Please restate each entry that follows word for word.

..........

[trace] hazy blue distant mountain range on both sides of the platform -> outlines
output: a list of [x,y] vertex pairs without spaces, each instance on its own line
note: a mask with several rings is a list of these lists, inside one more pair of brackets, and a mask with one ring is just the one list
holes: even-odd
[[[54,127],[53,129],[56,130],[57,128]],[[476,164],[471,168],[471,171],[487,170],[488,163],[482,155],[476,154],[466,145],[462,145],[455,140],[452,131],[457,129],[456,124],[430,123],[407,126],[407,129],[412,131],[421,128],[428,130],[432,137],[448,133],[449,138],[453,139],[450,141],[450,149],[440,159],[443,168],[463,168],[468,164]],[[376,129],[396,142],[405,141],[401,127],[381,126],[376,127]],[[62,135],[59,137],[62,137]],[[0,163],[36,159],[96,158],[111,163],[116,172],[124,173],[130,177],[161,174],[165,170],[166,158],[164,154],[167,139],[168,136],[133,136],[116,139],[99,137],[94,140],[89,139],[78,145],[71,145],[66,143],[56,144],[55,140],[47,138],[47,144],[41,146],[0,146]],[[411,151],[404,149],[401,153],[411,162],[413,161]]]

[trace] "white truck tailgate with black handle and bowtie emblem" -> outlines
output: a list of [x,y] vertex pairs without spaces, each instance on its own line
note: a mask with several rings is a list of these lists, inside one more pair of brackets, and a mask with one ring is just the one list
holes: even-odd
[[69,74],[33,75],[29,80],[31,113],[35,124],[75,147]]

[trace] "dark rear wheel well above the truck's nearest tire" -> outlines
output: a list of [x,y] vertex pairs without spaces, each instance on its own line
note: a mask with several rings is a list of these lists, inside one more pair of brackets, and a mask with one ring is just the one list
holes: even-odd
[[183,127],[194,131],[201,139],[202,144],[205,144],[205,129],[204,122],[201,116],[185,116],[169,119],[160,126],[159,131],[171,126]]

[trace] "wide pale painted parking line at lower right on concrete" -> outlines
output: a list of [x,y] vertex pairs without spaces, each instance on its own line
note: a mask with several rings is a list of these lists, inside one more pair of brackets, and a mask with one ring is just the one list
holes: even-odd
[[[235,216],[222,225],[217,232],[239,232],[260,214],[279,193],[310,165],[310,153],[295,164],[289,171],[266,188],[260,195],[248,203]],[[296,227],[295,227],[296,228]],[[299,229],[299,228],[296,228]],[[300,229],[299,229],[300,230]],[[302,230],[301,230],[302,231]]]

..........

# SOLUTION TO THIS EXERCISE:
[trace] hazy blue distant mountain range on both sides of the platform -> outlines
output: a list of [x,y] vertex pairs without spaces, each instance on its own line
note: a mask with several rings is a list of these lists, inside one more pair of brackets, and a mask with one ring is just the one list
holes: even-odd
[[[54,127],[53,129],[56,130],[57,128]],[[476,164],[471,168],[471,171],[487,170],[488,163],[482,155],[476,154],[466,145],[462,145],[455,140],[452,131],[457,129],[456,124],[430,123],[407,126],[407,129],[412,131],[421,128],[428,130],[432,137],[448,133],[449,138],[453,139],[450,141],[450,149],[440,159],[443,168],[463,168],[468,164]],[[376,129],[396,142],[405,141],[401,127],[381,126],[376,127]],[[62,135],[59,137],[62,137]],[[0,163],[36,159],[96,158],[111,163],[116,172],[124,173],[130,177],[161,174],[165,170],[166,158],[164,154],[167,139],[168,136],[133,136],[116,139],[99,137],[94,140],[89,139],[78,145],[71,145],[66,143],[56,144],[55,140],[47,138],[47,144],[41,146],[0,146]],[[411,151],[404,149],[401,153],[411,162],[413,161]]]

[trace] "white truck tailgate with black handle and bowtie emblem" -> outlines
output: a list of [x,y] vertex pairs without spaces, each instance on its own line
note: a mask with several rings is a list of these lists, inside one more pair of brackets, and a mask with one ring is just the one list
holes: even-odd
[[69,74],[33,75],[29,80],[31,113],[35,124],[75,147]]

[trace] "dark rear wheel well above the truck's nearest tire" -> outlines
output: a list of [x,y] vertex pairs without spaces, each instance on its own line
note: a mask with several rings is a list of these lists, inside one more pair of brackets, and a mask with one ring is just the one list
holes: even-odd
[[183,127],[194,131],[201,139],[202,144],[205,144],[205,129],[204,122],[201,116],[185,116],[169,119],[160,126],[159,131],[171,126]]

[trace] "wide pale painted parking line at lower right on concrete" -> outlines
output: a list of [x,y] vertex pairs without spaces, each instance on its own line
note: a mask with several rings is a list of these lists, inside one more pair of brackets, and a mask with one ring is just the one list
holes: even-odd
[[[235,216],[222,225],[217,232],[239,232],[260,214],[279,193],[310,165],[310,153],[295,164],[289,171],[266,188],[260,195],[248,203]],[[296,227],[295,227],[296,228]],[[299,229],[299,228],[296,228]],[[300,229],[299,229],[300,230]],[[302,230],[301,230],[302,231]]]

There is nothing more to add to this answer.